(Saved data entries)
* Begin *
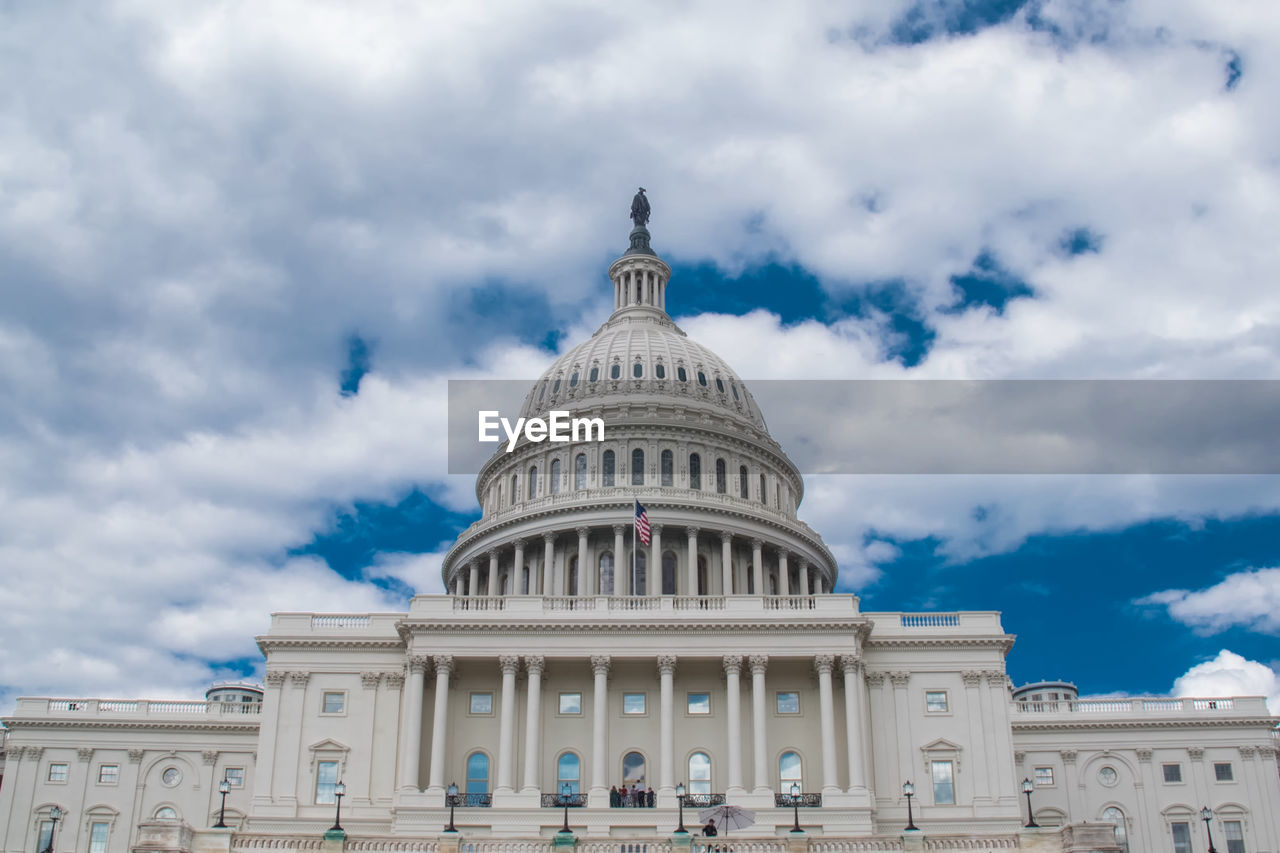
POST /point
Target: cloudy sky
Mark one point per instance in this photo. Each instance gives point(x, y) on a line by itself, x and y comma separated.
point(245, 245)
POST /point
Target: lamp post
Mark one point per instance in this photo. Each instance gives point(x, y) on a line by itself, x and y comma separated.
point(451, 794)
point(1207, 815)
point(54, 816)
point(1028, 787)
point(339, 790)
point(224, 788)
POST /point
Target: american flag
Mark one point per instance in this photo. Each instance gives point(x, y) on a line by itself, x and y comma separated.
point(641, 524)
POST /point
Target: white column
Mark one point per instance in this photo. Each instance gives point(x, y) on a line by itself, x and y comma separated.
point(599, 726)
point(824, 664)
point(412, 723)
point(759, 721)
point(439, 730)
point(533, 731)
point(732, 666)
point(507, 723)
point(667, 746)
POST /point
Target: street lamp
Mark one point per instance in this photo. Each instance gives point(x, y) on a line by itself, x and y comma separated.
point(54, 816)
point(339, 790)
point(452, 796)
point(224, 788)
point(1207, 815)
point(1028, 787)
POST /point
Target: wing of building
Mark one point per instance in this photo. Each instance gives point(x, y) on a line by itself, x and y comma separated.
point(577, 676)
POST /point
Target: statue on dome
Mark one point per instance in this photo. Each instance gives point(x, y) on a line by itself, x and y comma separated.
point(640, 209)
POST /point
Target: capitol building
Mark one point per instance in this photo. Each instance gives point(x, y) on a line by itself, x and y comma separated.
point(570, 660)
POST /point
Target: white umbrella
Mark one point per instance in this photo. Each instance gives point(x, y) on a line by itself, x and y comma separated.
point(726, 817)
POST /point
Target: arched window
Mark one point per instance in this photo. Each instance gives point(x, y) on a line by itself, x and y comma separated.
point(668, 574)
point(478, 774)
point(568, 772)
point(699, 774)
point(607, 469)
point(790, 770)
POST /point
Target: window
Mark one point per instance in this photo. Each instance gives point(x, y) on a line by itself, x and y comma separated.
point(97, 836)
point(567, 772)
point(327, 778)
point(607, 469)
point(944, 785)
point(478, 774)
point(699, 774)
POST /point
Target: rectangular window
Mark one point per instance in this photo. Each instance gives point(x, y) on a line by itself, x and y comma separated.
point(1182, 838)
point(327, 776)
point(944, 784)
point(1234, 836)
point(97, 838)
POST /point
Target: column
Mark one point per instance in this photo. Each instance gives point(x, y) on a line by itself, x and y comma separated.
* End *
**CHALLENGE:** Reproduce the data from its very beginning through the line that contains "point(245, 245)", offsetting every point coordinate in the answers by adding 118, and leave the pictures out.

**THE OUTPUT:**
POST /point
Target: cloudy sky
Mark one point per instance in this photo. Each instance gives point(x, y) on a line by itself, x and y comma separated.
point(363, 363)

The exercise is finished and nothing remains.